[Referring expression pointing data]
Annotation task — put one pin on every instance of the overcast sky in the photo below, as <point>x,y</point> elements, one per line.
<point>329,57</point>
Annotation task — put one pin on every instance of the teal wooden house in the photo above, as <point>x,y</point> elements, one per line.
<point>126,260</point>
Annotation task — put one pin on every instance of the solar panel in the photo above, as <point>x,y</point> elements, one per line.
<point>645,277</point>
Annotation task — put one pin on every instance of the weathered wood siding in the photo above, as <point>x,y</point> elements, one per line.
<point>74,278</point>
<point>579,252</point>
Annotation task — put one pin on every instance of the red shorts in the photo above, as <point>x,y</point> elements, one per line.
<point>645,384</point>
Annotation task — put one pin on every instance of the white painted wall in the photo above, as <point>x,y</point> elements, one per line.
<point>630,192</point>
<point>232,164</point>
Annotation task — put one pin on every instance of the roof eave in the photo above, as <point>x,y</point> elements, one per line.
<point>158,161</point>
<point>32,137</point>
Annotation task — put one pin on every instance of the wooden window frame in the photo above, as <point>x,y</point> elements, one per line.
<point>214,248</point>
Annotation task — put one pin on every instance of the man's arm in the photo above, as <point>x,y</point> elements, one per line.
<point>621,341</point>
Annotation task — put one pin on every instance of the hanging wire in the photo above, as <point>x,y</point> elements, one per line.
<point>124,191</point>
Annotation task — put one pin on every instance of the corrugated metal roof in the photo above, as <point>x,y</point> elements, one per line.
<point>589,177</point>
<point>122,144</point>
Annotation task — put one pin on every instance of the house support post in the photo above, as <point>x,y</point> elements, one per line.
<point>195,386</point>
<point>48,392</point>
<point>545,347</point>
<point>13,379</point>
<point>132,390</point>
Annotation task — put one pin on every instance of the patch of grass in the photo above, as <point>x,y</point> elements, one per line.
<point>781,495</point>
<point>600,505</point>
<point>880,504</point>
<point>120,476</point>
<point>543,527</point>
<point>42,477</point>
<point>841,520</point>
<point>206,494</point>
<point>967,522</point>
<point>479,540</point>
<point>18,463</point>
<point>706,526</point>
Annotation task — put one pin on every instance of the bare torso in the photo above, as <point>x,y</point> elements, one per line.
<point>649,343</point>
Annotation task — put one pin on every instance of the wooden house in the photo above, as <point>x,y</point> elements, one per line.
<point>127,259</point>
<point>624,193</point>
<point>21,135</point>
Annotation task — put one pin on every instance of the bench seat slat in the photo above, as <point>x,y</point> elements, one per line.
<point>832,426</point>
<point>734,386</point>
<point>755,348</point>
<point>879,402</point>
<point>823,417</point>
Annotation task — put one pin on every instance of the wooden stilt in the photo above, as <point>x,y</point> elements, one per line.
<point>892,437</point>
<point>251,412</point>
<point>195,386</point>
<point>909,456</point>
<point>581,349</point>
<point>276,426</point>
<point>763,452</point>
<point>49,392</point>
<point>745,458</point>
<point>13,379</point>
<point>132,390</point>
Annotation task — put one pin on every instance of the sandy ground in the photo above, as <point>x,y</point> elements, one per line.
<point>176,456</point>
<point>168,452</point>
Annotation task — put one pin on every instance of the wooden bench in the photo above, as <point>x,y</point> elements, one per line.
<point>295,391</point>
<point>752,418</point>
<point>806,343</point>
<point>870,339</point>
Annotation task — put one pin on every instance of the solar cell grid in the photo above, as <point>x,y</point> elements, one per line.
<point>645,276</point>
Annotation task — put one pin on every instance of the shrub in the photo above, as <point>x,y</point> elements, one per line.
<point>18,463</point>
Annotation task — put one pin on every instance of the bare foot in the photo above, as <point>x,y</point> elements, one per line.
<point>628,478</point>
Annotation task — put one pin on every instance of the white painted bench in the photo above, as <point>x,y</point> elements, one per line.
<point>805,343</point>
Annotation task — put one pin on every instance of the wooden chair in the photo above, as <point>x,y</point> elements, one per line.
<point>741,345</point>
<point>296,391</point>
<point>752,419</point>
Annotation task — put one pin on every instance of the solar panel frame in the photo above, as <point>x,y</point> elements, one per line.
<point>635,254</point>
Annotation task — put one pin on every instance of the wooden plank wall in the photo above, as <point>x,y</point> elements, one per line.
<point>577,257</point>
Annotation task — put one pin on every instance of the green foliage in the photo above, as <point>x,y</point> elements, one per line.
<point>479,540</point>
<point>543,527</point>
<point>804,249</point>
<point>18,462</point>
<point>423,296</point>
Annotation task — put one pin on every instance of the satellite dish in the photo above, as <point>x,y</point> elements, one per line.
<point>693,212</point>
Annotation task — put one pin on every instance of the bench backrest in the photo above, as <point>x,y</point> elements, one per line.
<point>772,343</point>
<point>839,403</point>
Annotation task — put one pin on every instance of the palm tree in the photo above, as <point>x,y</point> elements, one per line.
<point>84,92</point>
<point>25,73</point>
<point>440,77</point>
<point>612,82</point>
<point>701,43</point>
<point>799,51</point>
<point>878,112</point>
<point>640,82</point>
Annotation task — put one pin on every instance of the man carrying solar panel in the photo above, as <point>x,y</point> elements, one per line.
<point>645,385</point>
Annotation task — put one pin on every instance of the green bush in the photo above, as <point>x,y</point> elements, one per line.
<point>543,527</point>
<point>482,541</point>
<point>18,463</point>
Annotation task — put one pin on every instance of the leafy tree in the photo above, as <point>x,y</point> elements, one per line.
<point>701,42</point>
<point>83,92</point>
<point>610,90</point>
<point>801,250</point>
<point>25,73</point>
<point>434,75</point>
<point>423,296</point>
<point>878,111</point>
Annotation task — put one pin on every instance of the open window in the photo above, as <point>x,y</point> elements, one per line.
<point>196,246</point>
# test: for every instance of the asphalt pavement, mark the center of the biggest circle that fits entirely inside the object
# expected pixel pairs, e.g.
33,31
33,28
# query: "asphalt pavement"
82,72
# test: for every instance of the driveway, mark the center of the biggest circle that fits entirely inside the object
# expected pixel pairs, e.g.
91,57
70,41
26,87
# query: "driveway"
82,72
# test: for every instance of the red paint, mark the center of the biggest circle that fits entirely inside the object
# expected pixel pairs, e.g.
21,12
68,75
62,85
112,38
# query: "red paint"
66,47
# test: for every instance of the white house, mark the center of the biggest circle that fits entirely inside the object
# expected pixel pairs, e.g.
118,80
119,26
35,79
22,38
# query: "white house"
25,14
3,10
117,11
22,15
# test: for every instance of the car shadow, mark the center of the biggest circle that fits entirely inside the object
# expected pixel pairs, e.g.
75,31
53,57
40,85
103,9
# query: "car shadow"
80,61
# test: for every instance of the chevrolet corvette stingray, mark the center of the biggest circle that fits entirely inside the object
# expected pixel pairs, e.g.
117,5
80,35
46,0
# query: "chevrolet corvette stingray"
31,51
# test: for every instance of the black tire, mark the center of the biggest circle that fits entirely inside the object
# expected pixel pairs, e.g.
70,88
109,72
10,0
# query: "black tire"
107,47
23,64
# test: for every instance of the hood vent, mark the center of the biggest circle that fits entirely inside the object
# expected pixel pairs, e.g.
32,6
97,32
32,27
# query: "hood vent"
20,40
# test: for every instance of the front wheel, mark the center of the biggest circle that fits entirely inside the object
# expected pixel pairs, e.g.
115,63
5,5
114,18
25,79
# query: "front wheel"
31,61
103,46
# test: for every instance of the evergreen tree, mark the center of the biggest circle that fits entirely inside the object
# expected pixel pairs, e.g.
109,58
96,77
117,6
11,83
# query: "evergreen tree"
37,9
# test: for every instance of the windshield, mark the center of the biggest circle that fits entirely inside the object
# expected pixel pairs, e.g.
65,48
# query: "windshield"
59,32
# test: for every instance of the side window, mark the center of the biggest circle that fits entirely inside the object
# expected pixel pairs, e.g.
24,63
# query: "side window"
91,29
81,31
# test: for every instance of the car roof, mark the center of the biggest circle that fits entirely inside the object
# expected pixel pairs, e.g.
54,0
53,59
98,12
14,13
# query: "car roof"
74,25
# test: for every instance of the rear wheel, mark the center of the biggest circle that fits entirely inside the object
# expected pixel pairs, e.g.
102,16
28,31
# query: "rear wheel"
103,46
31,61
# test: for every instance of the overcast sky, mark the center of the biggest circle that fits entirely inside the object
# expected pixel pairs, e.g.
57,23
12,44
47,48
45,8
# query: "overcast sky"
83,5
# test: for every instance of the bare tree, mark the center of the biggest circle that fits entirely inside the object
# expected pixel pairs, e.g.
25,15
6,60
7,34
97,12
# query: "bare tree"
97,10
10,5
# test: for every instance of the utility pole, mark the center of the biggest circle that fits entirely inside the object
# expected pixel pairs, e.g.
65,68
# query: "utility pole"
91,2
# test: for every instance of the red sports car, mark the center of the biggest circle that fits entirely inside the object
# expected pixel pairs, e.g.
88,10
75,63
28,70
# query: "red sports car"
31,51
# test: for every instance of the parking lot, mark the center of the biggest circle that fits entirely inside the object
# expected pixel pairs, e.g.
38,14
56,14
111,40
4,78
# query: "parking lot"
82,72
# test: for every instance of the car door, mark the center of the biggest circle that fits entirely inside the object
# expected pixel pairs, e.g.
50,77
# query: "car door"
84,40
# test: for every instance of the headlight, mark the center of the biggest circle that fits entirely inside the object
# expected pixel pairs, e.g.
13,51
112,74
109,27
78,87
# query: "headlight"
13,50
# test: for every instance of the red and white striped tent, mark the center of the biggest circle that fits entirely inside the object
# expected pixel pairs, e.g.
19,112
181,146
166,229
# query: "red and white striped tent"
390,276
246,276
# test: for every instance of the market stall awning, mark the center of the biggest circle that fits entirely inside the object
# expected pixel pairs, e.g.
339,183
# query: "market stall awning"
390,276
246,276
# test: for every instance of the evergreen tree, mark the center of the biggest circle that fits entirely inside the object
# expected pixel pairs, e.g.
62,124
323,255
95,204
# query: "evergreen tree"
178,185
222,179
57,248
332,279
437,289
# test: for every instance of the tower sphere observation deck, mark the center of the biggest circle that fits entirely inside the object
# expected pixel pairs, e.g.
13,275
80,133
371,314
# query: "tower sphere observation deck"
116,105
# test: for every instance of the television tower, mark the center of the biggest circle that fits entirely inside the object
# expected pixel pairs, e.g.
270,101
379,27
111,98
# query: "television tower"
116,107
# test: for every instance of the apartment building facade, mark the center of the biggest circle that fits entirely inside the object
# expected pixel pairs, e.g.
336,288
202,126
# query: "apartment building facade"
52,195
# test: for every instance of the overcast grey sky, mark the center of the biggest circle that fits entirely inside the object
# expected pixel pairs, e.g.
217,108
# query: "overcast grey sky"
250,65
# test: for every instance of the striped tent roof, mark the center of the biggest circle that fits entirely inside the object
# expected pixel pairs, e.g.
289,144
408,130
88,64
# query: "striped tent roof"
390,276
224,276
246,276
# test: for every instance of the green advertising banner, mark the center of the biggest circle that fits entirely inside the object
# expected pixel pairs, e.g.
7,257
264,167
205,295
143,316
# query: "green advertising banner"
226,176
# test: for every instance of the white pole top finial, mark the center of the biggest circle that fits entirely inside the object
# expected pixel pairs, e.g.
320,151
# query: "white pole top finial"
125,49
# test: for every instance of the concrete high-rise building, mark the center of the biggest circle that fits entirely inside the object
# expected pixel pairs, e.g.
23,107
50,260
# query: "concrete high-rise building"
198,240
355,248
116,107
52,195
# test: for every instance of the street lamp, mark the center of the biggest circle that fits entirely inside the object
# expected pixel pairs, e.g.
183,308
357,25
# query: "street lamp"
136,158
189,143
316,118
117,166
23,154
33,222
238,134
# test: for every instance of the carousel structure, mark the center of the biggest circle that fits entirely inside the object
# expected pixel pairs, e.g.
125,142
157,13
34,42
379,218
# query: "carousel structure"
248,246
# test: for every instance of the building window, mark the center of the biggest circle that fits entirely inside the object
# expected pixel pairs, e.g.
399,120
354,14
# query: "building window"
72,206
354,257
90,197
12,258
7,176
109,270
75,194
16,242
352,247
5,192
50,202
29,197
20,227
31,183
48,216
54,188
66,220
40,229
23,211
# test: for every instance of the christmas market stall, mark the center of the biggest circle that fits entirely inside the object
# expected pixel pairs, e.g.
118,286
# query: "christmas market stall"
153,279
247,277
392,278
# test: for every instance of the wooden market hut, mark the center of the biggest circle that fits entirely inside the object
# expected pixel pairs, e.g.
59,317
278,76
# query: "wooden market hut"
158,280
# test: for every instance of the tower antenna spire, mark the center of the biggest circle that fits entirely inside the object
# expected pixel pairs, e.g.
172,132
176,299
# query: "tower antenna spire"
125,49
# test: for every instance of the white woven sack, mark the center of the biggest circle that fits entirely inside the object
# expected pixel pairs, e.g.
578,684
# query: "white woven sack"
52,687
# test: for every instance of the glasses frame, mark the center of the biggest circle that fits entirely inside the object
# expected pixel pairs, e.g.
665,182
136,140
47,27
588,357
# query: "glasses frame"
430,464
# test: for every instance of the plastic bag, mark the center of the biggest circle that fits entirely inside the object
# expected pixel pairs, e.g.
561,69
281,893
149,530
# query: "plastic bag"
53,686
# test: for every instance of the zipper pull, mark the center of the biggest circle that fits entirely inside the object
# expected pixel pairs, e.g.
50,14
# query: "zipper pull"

What is expected. Go through the data and show each line that holds "pull".

Output of the task.
# test: for every instance of the zipper pull, mark the center of the biggest circle that fits entirely inside the object
# query: "zipper pull"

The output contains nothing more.